/---
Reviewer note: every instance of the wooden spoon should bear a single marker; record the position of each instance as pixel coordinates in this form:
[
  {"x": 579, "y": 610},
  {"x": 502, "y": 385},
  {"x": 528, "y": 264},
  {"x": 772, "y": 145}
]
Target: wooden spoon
\---
/---
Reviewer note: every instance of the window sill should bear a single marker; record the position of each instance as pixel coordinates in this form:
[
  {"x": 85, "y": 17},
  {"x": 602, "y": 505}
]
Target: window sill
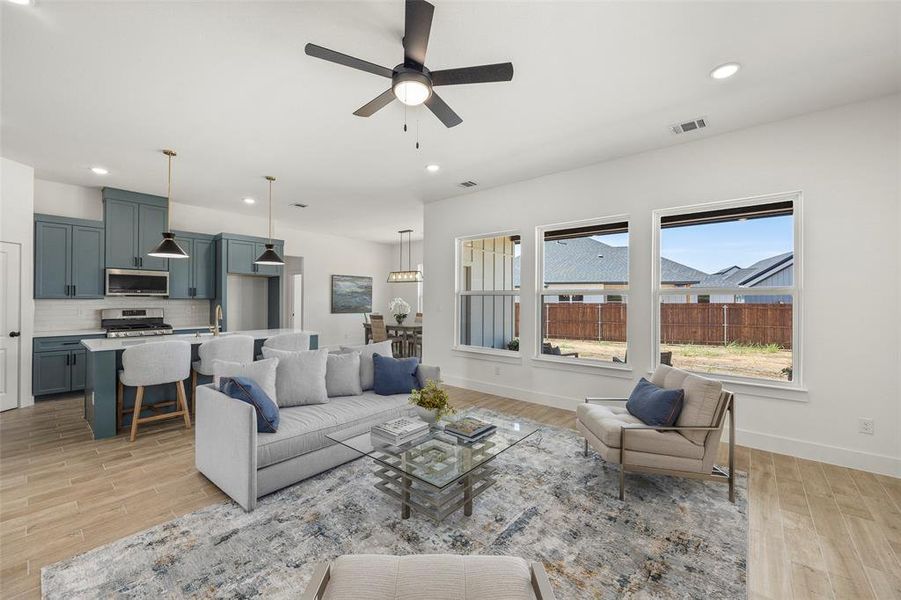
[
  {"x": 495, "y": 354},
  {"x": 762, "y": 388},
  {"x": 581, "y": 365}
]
\---
/---
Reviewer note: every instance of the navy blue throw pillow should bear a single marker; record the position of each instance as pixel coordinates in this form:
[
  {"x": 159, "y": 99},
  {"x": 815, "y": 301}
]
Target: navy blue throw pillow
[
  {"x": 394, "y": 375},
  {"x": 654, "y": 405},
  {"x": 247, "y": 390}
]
\---
Problem to solve: Format the lines above as a numbered list, starting with the line that contains "Reviewer note: every instance of the wooden" and going on through the line that contains "Target: wooden spoon", with both of those lines included and any blank lines left out.

Complete response:
1. Reviewer note: every instance of the wooden spoon should bear a single marker; record the position of each instance as pixel coordinates in this form:
2. [
3.   {"x": 579, "y": 610},
4.   {"x": 502, "y": 385},
5.   {"x": 528, "y": 264},
6.   {"x": 772, "y": 145}
7. ]
8. Target: wooden spoon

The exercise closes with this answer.